- **Фрагмент текста**:

————————

В тот же день отбыли из Москвы западные военные делегации, которых провожали малоизвестные московские генералы. Накануне они просили в письме маршала Ворошилова о встрече, но ответа не получили. Ворошилов позже ссылался в свое извинение на то обстоятельство, что он был в это время на утиной охоте.
С заключением московского договора, с точки зрения Гитлера, были созданы все условия для быстрого, ошеломляющего триумфа над Польшей; происходившее далее было механическим процессом, «вроде того, как горит бикфордов шнур». Поэтому в оставшееся время все его внимание было направлено на попытку усилить свое алиби, не допустить помех и еще больше отдалить западные державы от Польши, хотя эту дистанцию и так уже, как казалось, удалось сделать значительной. С этими тремя целями были связаны все инициативы и последние предложения оставшихся восьми дней, на которые возлагалось так много напрасных надежд.
Уже речь, с которой Гитлер выступил 22 августа в Оберзальцберге, была полностью определена этими соображениями. В превосходном настроении, уже уверенный в успехе переговоров в Москве, он обрисовал перед военным командованием, пока над горами бушевала гроза, сложившееся положение и еще раз обосновал свое бесповоротное решение начать войну: как значение его личности и ее ни с чем не сравнимый авторитет, так и экономическое положение требуют пойти на схватку: «Нам не остается ничего другого, надо действовать». Политические соображения и ситуация в плане союзов также говорят в пользу быстрого решения: «Через два-три года этих счастливых обстоятельств не будет.
Никто не знает, как долго я еще проживу. Поэтому пусть столкновение произойдет лучше сейчас», – говорилось в одной из записей этой речи [298] . Затем он еще раз обосновал свою убежденность в том, что западные державы не станут серьезно вмешиваться:
«У противника была еще надежда, что после захвата Польши в качестве врага выступит Россия. Противник не учел моей большой решительности. Наши противники – жалкие черви. Я видел их в Мюнхене.

————————

- **Исходные данные**:
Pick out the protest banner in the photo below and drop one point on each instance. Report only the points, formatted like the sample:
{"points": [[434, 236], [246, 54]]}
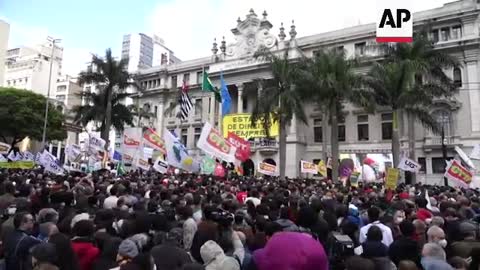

————————

- **Части упражнения**:
**A.** Перепишите слово в слово отрывок текста о подготовке Гитлера к войне с Польшей: от слов «Никто не знает, как» до слов «их в Мюнхене.» включительно.
**B.** Продолжите текст о подготовке Гитлера к войне с Польшей, начав сразу после его последнего предложения.
Эти данные для работы не нужны.

- **Приведённые ответы**:
**A.**
Никто не знает, как долго я еще проживу. Поэтому пусть столкновение произойдет лучше сейчас», – говорилось в одной из записей этой речи [298] . Затем он еще раз обосновал свою убежденность в том, что западные державы не станут серьезно вмешиваться:
«У противника была еще надежда, что после захвата Польши в качестве врага выступит Россия. Противник не учел моей большой решительности. Наши противники – жалкие черви. Я видел их в Мюнхене.

**B.**
Я был убежден, что Сталин никогда не примет английское предложение. Россия не заинтересована в сохранении Польши… В связи с торговым договором мы начали политический диалог. Предложили пахт о ненападении. Затем последовало всестороннее предложение от России. Теперь Польша в том положении, в которое я и хотел ее поставить.
Блокады нам нечего бояться. Восток поставит нам зерно, скот, уголь, свинец, цинк. Это большая цель, которая требует много сил. Я боюсь лишь того, что в последний момент какая-нибудь свинья подсунет мне предложение о посредничестве».
298
Что касается этой речи, то существуют в общей сложности шесть отличающихся друг от друга своей акцентировкой версий; см. в этой связи сравнительный анализ Винфрида Баумгарта: VJHfZ, 1968, Н. 2, S. 120 ff. Процитированный здесь вариант см.: IMT, Bd. XXVI, Dok. 798-PS (первая часть) и Dok. 1014-PS (вторая часть). О том впечатлении, которое произвела речь на присутствовавших, см., напр.: Raeder Е. Op. cit. Bd. II, S. 165 ff.; Manstein E. v. Verlorene Siege, S. 19 f.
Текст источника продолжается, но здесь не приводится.